-------- Data supplied

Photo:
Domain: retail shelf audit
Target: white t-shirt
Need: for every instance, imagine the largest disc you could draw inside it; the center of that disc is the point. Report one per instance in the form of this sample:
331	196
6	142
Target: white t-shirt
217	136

----------------

[Work to be completed]
A word-for-word transcription of the listing above is what the answer should contain.

[Task result]
Photo:
Domain: retail shelf audit
Target: white t-shirt
Need: for every instance, imagine the largest disc you could draw inside it; the center of that disc is the point. Report one per instance in the form of this sample:
331	196
6	142
Target: white t-shirt
217	136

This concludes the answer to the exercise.